(EXTRACTED MATERIAL begins)

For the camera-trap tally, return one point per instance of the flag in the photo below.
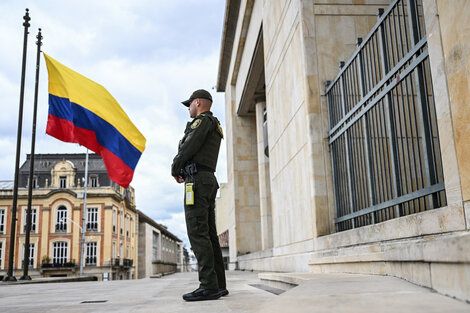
(84, 112)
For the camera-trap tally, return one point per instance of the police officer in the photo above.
(195, 165)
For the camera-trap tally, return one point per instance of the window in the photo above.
(34, 182)
(2, 221)
(31, 254)
(61, 220)
(33, 220)
(155, 247)
(132, 227)
(92, 219)
(114, 221)
(59, 252)
(63, 181)
(90, 253)
(94, 181)
(121, 222)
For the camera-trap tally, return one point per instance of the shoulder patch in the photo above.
(196, 124)
(220, 130)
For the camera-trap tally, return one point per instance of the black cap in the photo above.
(198, 94)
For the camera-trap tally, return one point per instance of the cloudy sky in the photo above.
(149, 54)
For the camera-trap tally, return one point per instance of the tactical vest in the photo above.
(209, 151)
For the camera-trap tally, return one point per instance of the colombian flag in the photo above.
(84, 112)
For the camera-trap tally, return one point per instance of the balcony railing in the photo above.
(123, 262)
(58, 265)
(90, 260)
(61, 228)
(92, 226)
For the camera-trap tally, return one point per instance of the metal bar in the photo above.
(423, 108)
(352, 203)
(384, 81)
(31, 166)
(369, 158)
(11, 251)
(379, 97)
(364, 42)
(390, 125)
(402, 199)
(333, 152)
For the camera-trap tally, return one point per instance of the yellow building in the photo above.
(110, 220)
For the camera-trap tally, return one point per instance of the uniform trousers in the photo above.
(202, 233)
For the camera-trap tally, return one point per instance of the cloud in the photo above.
(149, 55)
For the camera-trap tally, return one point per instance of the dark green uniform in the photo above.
(200, 145)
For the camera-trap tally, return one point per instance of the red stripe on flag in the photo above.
(66, 131)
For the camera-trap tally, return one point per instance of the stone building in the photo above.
(347, 135)
(159, 250)
(57, 208)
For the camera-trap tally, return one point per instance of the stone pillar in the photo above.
(264, 179)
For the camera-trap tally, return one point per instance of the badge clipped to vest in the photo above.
(189, 193)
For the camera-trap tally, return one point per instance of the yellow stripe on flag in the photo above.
(66, 83)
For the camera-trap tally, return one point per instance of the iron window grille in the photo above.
(91, 252)
(59, 252)
(2, 221)
(92, 219)
(33, 221)
(31, 254)
(383, 135)
(61, 220)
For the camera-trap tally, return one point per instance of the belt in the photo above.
(202, 168)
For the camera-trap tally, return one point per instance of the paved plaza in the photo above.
(317, 293)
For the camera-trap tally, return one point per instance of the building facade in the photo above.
(160, 252)
(347, 135)
(110, 220)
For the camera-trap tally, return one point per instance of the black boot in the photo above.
(202, 294)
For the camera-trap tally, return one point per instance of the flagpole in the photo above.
(11, 253)
(31, 165)
(83, 215)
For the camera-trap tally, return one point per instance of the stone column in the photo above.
(264, 179)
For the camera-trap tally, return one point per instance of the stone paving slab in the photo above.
(344, 293)
(316, 293)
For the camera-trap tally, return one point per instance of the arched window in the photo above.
(61, 220)
(59, 252)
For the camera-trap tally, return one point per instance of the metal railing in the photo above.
(383, 136)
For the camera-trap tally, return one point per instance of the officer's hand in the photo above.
(179, 179)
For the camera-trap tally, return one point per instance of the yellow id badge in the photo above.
(189, 194)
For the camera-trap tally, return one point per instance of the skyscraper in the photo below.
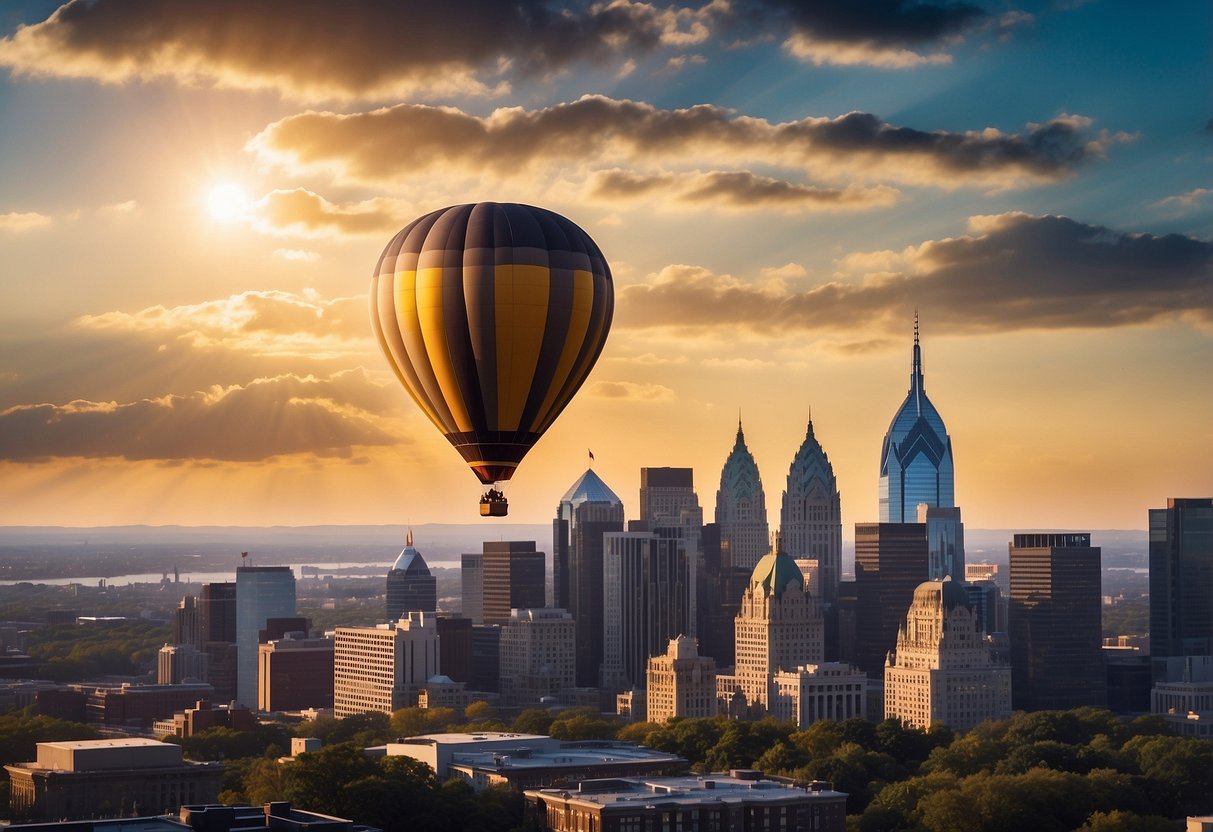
(890, 562)
(647, 590)
(513, 579)
(261, 593)
(741, 508)
(916, 459)
(779, 628)
(810, 519)
(410, 586)
(1182, 579)
(382, 668)
(1057, 655)
(586, 512)
(943, 670)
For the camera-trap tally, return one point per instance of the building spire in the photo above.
(916, 380)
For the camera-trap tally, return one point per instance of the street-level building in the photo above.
(108, 778)
(742, 801)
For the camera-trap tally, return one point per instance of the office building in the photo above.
(471, 574)
(741, 801)
(945, 541)
(100, 778)
(455, 647)
(679, 683)
(741, 509)
(916, 457)
(647, 588)
(890, 562)
(294, 673)
(810, 519)
(668, 501)
(513, 579)
(537, 651)
(779, 628)
(1182, 579)
(410, 586)
(187, 622)
(832, 691)
(587, 511)
(588, 500)
(261, 593)
(382, 668)
(177, 662)
(1055, 622)
(943, 670)
(216, 609)
(485, 657)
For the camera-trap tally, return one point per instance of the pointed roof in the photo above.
(810, 465)
(917, 427)
(740, 477)
(590, 488)
(410, 560)
(774, 573)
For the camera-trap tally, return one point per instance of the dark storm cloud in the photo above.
(257, 421)
(736, 189)
(385, 144)
(883, 22)
(1013, 272)
(337, 50)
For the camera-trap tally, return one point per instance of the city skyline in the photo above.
(189, 224)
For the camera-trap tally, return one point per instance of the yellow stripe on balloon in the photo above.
(579, 322)
(433, 331)
(520, 301)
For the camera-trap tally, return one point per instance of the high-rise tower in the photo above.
(1180, 579)
(916, 460)
(261, 593)
(810, 519)
(741, 508)
(587, 511)
(410, 585)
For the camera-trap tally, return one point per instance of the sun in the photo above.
(227, 201)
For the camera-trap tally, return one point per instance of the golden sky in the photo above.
(195, 195)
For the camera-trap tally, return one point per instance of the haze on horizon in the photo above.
(193, 204)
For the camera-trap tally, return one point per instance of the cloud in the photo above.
(736, 189)
(349, 50)
(263, 419)
(18, 222)
(119, 209)
(632, 391)
(887, 34)
(1012, 272)
(262, 323)
(301, 212)
(1186, 200)
(381, 147)
(296, 255)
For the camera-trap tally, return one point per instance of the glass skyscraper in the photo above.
(916, 460)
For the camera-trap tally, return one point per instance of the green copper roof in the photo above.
(774, 573)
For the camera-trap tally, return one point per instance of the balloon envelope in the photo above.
(491, 315)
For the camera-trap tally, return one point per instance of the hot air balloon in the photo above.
(491, 315)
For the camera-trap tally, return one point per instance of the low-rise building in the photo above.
(740, 801)
(531, 761)
(681, 683)
(830, 690)
(108, 778)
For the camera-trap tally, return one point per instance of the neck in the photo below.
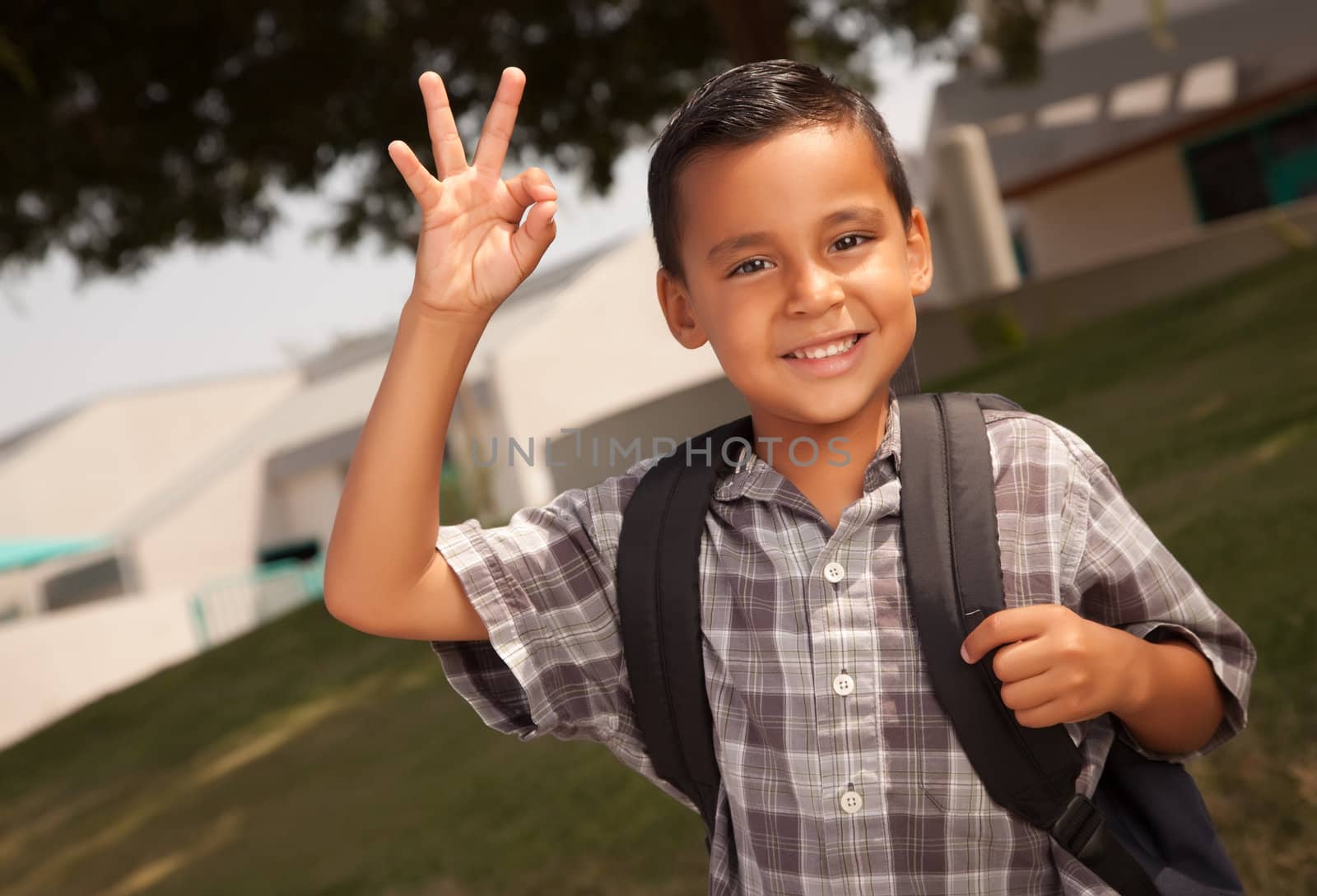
(834, 453)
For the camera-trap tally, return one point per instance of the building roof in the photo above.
(1100, 99)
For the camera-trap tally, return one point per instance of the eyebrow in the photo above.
(862, 213)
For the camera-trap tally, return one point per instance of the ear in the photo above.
(675, 300)
(919, 254)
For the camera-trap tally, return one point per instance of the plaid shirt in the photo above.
(790, 736)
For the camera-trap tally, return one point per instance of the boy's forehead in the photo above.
(789, 173)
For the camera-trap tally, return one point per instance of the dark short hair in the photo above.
(747, 104)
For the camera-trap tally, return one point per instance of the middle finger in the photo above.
(498, 124)
(447, 144)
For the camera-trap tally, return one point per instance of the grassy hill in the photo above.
(307, 758)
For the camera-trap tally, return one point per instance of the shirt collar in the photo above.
(754, 471)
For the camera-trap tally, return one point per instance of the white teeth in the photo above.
(829, 351)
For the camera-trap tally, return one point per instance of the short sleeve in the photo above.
(544, 586)
(1129, 579)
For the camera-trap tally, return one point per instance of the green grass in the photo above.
(307, 758)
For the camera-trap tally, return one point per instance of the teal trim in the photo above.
(1286, 178)
(30, 551)
(228, 606)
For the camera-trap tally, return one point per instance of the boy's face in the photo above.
(789, 241)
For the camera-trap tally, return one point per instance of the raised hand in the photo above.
(473, 253)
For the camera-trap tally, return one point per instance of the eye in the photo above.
(744, 266)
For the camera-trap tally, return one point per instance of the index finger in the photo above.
(1005, 626)
(498, 124)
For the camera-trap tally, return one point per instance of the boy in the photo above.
(788, 241)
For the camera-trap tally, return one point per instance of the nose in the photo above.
(816, 290)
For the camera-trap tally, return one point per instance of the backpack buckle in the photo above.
(1077, 827)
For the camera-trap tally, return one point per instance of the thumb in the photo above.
(533, 239)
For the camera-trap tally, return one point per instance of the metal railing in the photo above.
(234, 606)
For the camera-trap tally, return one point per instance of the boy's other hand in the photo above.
(472, 253)
(1058, 666)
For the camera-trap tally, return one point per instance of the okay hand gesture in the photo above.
(472, 252)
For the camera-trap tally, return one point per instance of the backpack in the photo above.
(1146, 832)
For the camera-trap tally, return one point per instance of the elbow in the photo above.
(340, 606)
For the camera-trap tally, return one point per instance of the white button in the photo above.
(851, 801)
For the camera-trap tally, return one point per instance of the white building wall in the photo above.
(303, 505)
(214, 535)
(1119, 210)
(79, 476)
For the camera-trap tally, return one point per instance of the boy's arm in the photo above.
(382, 573)
(1198, 663)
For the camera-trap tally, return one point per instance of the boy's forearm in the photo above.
(1178, 704)
(388, 518)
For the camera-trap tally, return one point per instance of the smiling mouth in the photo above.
(823, 353)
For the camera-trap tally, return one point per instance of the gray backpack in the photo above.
(1147, 830)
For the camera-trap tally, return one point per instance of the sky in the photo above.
(198, 314)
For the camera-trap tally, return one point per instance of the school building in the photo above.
(1138, 134)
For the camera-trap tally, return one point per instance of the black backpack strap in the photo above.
(948, 518)
(658, 608)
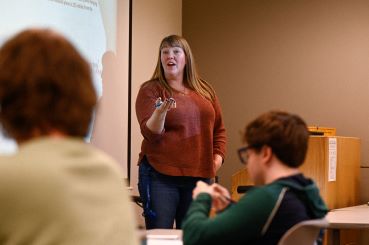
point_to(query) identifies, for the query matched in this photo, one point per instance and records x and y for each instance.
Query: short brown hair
(45, 85)
(285, 133)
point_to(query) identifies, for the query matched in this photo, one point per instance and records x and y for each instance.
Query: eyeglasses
(242, 153)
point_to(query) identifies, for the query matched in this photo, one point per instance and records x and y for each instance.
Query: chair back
(304, 233)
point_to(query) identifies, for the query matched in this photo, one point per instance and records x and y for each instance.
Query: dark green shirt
(262, 216)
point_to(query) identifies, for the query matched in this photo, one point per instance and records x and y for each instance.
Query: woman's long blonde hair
(191, 77)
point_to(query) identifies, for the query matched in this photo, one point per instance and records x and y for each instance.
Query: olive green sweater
(63, 191)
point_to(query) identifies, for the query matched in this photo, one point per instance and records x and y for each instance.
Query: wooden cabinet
(343, 191)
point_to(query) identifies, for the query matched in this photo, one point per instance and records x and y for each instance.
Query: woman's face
(173, 60)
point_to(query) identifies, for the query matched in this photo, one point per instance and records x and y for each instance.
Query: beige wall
(307, 57)
(152, 21)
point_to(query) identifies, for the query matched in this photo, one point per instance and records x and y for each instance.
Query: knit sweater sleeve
(239, 224)
(144, 108)
(219, 142)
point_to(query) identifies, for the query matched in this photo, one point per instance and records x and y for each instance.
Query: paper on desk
(332, 159)
(163, 242)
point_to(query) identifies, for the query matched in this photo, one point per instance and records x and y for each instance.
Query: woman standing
(184, 135)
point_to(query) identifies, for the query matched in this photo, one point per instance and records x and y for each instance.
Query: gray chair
(304, 233)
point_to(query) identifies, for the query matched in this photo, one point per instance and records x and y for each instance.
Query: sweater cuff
(149, 135)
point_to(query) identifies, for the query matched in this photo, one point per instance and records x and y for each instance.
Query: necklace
(182, 91)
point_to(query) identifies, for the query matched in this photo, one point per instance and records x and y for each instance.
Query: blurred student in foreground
(56, 189)
(276, 146)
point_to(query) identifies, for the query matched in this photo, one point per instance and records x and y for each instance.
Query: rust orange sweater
(193, 132)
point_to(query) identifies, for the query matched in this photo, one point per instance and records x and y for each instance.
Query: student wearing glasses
(276, 147)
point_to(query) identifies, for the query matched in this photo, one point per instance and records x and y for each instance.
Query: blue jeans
(165, 198)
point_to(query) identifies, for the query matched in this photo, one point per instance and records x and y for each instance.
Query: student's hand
(217, 161)
(201, 187)
(164, 106)
(221, 197)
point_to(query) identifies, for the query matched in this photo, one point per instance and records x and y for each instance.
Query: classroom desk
(164, 237)
(355, 217)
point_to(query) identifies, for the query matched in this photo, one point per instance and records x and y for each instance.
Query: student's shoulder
(263, 194)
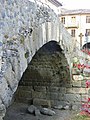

(EXTRACTED MATERIAL ends)

WHAT THE TASK REQUIRES:
An exact restatement of the lines from the one holding "Query: student wearing glasses" through the end of the entries, both ends included, is the whole answer. Pictures stay out.

ANSWER BELOW:
Query: student wearing glasses
(276, 147)
point_to(query) identifies, for the query matched in this photo, one point per instance and records x and y for each instance.
Query: blue jeans
(165, 198)
point_to(query) identifies, for the query matched in this photo, one point per instance and records x and y for each instance.
Query: student's hand
(217, 161)
(201, 187)
(164, 106)
(221, 197)
point_to(query) identifies, for the query matched in this photo, one point per instance and records x and y for each instance.
Query: classroom desk
(164, 237)
(355, 217)
point_to(query) identifies, for the query matched in this photo, one point per instance and records x and y for each instance.
Query: student's shoulder
(263, 194)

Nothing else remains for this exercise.